Instructions for the task |
Among the entries below, find every line that has "sign" and pull it out.

[Region pointing data]
====

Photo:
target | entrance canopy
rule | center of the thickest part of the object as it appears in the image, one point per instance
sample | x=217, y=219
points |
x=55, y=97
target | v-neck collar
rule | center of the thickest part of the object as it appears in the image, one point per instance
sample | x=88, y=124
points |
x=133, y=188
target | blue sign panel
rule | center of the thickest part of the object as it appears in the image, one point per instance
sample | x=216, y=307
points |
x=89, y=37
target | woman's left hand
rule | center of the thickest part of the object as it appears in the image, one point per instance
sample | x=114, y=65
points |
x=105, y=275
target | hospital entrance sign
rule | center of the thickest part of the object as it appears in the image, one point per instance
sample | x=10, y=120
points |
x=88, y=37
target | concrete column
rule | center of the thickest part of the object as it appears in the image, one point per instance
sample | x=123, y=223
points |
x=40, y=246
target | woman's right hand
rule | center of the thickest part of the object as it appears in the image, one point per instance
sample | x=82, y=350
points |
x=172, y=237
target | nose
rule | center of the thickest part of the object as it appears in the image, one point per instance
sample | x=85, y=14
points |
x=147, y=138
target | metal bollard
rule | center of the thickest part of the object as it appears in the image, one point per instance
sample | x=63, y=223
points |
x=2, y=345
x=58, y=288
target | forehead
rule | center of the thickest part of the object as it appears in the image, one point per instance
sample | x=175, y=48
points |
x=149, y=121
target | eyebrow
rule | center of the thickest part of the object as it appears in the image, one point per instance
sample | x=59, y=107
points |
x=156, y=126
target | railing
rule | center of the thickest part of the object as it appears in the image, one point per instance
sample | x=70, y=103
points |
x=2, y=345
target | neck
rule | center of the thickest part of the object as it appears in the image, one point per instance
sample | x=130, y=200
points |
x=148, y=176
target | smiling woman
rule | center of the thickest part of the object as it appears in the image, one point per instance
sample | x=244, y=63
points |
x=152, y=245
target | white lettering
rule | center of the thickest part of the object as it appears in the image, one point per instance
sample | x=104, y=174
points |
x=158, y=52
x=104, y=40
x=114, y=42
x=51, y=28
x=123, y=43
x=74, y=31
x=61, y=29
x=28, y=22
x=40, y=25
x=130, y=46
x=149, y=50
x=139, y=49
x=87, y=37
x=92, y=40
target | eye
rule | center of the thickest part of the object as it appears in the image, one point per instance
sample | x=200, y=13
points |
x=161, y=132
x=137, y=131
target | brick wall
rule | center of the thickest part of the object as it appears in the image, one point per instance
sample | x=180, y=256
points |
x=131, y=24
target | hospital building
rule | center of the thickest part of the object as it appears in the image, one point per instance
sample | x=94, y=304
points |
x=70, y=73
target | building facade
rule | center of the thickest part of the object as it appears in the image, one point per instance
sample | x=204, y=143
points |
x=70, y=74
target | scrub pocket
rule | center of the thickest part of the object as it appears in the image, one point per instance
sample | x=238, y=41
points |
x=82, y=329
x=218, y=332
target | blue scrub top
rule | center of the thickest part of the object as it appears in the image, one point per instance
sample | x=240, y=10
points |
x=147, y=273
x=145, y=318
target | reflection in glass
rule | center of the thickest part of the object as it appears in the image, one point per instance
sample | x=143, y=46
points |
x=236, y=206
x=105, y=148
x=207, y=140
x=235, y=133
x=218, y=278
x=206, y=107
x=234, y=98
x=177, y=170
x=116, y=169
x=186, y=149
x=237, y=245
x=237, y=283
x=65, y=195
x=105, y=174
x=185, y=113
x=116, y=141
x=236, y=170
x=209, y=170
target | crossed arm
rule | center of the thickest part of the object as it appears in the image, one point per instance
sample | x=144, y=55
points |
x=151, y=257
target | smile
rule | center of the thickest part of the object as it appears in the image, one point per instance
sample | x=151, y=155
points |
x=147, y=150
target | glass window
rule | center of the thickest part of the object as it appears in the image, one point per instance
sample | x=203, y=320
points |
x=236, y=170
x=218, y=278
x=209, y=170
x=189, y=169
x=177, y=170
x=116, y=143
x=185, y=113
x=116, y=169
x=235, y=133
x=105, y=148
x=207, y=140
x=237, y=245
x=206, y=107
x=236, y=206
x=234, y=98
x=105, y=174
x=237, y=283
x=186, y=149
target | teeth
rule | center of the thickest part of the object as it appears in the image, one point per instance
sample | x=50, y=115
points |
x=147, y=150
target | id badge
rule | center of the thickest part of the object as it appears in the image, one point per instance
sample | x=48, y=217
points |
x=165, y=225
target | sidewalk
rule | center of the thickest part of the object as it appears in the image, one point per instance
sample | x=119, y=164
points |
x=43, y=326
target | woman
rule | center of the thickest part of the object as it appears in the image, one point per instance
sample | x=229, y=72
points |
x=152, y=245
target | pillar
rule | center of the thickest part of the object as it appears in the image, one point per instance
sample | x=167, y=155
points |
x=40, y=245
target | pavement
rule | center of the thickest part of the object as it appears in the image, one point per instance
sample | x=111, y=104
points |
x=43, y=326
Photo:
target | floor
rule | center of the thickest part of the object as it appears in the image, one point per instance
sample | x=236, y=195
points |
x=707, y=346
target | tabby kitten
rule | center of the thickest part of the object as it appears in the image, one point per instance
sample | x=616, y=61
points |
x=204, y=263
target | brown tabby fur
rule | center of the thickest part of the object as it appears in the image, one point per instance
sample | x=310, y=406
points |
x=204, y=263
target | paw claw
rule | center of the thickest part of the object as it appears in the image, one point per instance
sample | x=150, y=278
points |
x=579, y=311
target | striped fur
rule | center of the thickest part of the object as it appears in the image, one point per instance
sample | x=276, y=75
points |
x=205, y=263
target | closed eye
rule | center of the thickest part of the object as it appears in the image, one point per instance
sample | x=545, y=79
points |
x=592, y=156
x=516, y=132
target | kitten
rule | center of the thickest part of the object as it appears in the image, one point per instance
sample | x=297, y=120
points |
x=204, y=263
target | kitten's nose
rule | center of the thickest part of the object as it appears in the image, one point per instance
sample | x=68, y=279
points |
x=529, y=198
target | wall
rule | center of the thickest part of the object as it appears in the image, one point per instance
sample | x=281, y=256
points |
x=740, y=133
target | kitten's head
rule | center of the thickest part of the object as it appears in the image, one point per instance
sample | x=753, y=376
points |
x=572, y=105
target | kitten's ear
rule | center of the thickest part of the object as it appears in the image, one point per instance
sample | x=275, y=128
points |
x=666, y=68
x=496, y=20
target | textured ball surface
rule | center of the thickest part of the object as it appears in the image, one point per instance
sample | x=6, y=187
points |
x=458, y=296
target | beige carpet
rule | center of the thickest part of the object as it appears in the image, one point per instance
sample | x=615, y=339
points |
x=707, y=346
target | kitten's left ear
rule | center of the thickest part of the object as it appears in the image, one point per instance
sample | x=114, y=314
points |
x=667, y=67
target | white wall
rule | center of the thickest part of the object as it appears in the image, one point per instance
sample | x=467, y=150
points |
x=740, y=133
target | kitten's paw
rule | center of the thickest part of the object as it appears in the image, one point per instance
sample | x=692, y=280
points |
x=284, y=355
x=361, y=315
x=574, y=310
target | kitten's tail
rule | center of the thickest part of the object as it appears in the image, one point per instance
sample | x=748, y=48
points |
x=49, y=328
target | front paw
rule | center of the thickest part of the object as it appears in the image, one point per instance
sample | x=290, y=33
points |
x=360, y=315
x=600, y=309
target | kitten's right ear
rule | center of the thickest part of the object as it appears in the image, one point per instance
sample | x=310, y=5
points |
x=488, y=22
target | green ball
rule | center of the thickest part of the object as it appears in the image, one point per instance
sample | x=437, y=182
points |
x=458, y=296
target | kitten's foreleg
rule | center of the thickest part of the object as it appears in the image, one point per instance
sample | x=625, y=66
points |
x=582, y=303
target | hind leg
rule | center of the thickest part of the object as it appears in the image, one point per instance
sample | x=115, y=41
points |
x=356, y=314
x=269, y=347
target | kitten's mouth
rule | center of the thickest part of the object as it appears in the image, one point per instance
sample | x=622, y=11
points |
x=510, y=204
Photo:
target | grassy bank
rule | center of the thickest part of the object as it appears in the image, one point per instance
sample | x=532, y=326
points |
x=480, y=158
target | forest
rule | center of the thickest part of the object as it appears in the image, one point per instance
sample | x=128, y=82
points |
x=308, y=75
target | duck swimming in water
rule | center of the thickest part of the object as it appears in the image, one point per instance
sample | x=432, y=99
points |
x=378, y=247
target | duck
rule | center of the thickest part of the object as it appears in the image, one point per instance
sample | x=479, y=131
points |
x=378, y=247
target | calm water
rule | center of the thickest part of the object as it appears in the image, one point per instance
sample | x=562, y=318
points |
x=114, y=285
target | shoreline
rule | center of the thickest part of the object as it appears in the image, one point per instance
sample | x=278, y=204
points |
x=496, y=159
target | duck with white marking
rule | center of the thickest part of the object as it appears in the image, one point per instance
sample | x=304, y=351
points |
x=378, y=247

====

Written answer |
target | blue sign panel
target | hospital entrance sign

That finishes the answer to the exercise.